— WHAT TO WORK ON —
(a) The reflection on recovery meetings below suggests several things to do as soon as possible. List each one.
(b) According to the reflection on recovery meetings below, how long ago did the writer walk into the very first meeting?

— EXTRACT TO READ —
==============================
I have watched the chair dance for years and years. That is why chairs are set up, in the way they are, like a well planned game. Where one sits, in any given room, tells some of us, how integrated into the meeting you are.

People who attend often, sit in the same seats, week in and week out. There are always seats, set, against the back wall. With rows and rows of seats to choose from, I know that most people won’t sit up front, automatically. They hang back, in the pack, and many people, who sit “on the bubble” populate the row against the back wall.

Yes, that may be the case. But other folks sit in the back row, due to the time of arrival to any specific meeting. Which is why they tell us twenty minutes before and twenty minutes after.

The only way to work your way into a meeting, is to work your way into a meeting.

Reading the book, will come, in time. But it is suggested by good people, that the sooner that you join us, find a job, find a sponsor, read the book, and work your steps, then, and for some, they finally find themselves connected, useful, and happiness comes.

A friend of mine, who has considerable time, said to me tonight, that after all his years in, he finally figured out what Higher Power meant for him. Finding that which is greater than yourself, from a location, outside of ourselves, takes time.

Sometimes it takes a LONG TIME …

But you know, however hard one finds the suggestion … Prayer does work.

Hearing continual stories about how hard some people fight even the thought that prayer is something we should do often, only solidifies the idea that Prayer Does Work.

My friends often tell me how their brains work. Some, often find, that the obsession of
“A drink seeming like a good idea” still persists.

I know, from hearing this from folks, in the middle of the stream, connected, and seeming happy, that when they found the thought of prayer, not such a bad idea, once they begin praying, that obsession of

“A drink seeming like a good idea,” does go away.

The book is written to tell us what our problem is, who we are, and why we are here. It gives us the plan for living, and offers us a spiritual solution that HAS WORKED for millions of people.

I’ve heard what happens, when one comes in, arrogant and shut down, and feels like they just don’t connect, to anyone, or anything, thinking that they will never be happy

SOBER …

Wait for it …

Don’t leave until the miracle happens for you.

A very long time ago, a woman in the rehab connected to the very first meeting I walked into over twenty-five years ago, said that to me …

Stick around until the miracle happens.

Had the people around me, in those meetings, had not bet on my demise, then, others told me to leave and not come back, had someone offered me a way INTO the book and sobriety, like my friends did when I came back the second time,

I would have stuck around, and never left.

But my path was what it became.

Continual attempts at sobriety, coming and going, only lasts so long. One too many passes into a room, then back out of said room, the chances of sticking and staying, grow slim.

Some people get more than one kick at the can. Some of those who kicked the can, more than once, GET IT. And they sit down and they stay.

Sadly, numbers are not what they used to be.

We know tonight, what happens when being a visitor in a meeting, dies …

The thought that, “A drink sounds like a good idea” takes hold, the obsession returns, and we take our chances, back in the world, that really is not a place, for some, who drank like I did, or like many have, themselves.

If you come to a room, jump in with both feet, and get WET.

You will find your way, I promise you that. The Book Promises that as well.

If only folks took the time to read the book, which is why people like me exist, in the rooms, to read said book with you.
==============================
— SUPPLIED DATA —
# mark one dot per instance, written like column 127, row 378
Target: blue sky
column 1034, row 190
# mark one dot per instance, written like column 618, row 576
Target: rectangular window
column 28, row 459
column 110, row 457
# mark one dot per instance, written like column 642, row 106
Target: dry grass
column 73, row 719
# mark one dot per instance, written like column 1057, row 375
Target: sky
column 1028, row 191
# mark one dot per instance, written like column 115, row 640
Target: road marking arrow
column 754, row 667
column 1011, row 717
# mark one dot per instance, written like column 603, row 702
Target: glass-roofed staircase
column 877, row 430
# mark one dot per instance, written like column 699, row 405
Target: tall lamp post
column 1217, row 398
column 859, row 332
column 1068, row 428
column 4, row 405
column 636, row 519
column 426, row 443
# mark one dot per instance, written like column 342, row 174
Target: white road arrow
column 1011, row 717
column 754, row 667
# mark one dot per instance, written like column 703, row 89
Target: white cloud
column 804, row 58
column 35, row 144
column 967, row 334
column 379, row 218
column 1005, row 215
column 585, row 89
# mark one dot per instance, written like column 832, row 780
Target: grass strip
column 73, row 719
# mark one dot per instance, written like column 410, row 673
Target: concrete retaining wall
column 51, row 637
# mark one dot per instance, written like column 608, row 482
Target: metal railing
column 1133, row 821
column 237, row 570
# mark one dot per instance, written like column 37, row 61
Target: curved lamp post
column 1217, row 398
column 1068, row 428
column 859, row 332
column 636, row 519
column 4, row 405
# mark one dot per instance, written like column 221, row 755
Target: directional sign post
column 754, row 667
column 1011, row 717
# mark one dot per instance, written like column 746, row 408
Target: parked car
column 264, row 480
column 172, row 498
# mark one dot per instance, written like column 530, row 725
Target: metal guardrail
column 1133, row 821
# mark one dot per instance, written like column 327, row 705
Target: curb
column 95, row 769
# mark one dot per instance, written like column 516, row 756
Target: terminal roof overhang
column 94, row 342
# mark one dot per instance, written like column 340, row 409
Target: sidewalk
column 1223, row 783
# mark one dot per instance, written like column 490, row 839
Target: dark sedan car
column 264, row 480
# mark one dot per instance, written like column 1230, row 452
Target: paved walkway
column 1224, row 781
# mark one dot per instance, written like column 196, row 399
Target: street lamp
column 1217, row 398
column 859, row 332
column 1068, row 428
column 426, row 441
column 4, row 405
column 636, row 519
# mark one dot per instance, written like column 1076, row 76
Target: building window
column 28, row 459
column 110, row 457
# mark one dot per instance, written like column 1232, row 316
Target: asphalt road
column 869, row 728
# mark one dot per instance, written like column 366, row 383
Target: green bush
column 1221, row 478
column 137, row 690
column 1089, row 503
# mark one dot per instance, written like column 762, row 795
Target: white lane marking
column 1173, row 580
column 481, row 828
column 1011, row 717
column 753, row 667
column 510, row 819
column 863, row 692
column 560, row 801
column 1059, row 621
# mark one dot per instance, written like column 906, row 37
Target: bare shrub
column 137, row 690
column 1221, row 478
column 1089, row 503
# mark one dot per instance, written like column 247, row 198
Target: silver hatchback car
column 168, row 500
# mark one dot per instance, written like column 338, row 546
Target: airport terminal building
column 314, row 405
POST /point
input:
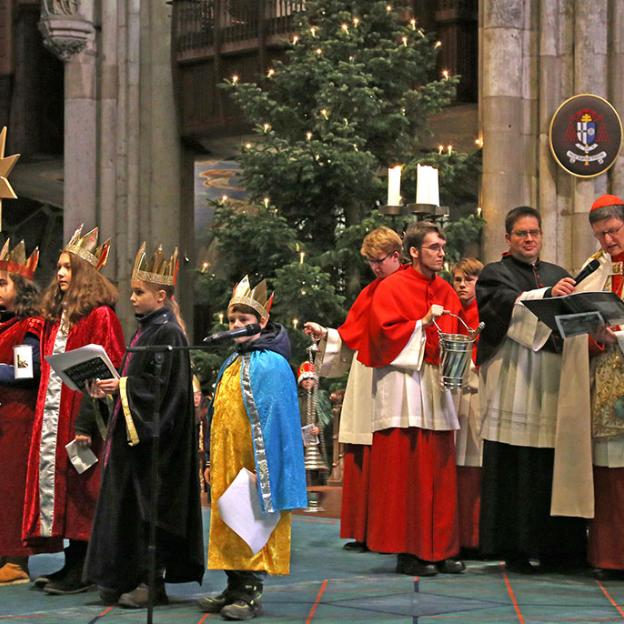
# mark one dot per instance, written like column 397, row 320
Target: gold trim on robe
column 131, row 432
column 231, row 449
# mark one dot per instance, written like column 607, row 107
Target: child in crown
column 78, row 309
column 255, row 425
column 117, row 560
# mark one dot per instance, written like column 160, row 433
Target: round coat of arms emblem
column 585, row 135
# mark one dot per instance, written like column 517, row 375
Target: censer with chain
column 315, row 454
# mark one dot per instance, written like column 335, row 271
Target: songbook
column 80, row 365
column 578, row 313
column 81, row 457
column 240, row 509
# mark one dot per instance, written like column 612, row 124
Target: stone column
column 145, row 170
column 615, row 20
column 556, row 49
column 504, row 110
column 590, row 76
column 68, row 31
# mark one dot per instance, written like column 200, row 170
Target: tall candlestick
column 394, row 186
column 427, row 191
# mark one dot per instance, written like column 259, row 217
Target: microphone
column 248, row 330
column 587, row 270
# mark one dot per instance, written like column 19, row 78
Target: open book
column 578, row 313
column 83, row 364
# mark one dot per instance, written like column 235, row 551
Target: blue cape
column 270, row 397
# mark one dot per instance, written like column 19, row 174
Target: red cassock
column 17, row 412
column 60, row 503
column 413, row 488
column 469, row 477
column 606, row 538
column 356, row 457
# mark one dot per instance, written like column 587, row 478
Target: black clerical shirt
column 499, row 285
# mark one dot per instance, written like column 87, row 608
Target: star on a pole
column 6, row 166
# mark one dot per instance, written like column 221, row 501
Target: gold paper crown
column 86, row 247
column 255, row 298
column 157, row 270
column 15, row 261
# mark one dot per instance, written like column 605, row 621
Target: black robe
column 117, row 556
column 499, row 285
column 516, row 481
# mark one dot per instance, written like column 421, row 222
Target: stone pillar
column 590, row 76
column 68, row 31
column 535, row 55
column 556, row 79
column 615, row 21
column 140, row 146
column 505, row 181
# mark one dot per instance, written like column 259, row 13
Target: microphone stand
column 159, row 359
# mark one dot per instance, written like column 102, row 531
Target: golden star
column 6, row 166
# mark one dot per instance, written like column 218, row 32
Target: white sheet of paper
column 81, row 457
column 240, row 509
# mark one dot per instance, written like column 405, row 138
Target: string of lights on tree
column 350, row 99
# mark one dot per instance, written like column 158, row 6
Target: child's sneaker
column 13, row 574
column 241, row 610
column 214, row 604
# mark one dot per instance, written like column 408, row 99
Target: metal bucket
column 456, row 355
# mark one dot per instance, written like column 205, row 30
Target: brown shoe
column 13, row 574
column 138, row 597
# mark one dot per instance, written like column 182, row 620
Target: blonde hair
column 382, row 240
column 170, row 302
column 468, row 266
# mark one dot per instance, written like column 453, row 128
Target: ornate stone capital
column 65, row 31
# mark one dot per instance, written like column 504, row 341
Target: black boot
column 68, row 580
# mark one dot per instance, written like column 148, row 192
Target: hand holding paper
column 240, row 509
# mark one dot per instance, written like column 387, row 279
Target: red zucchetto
column 607, row 200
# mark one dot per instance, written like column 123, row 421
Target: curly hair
column 87, row 290
column 26, row 296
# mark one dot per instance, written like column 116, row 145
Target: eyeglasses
column 380, row 260
column 611, row 232
column 437, row 248
column 527, row 233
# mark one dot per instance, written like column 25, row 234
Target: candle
column 394, row 186
column 427, row 191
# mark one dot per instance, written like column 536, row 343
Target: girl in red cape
column 60, row 502
column 19, row 325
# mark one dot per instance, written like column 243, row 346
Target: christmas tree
column 350, row 98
==============================
— ANSWERS FOR THIS EXERCISE —
(a)
- Join us
- Find a job
- Find a sponsor
- Read the book
- Work your steps

(b) Over twenty-five years ago.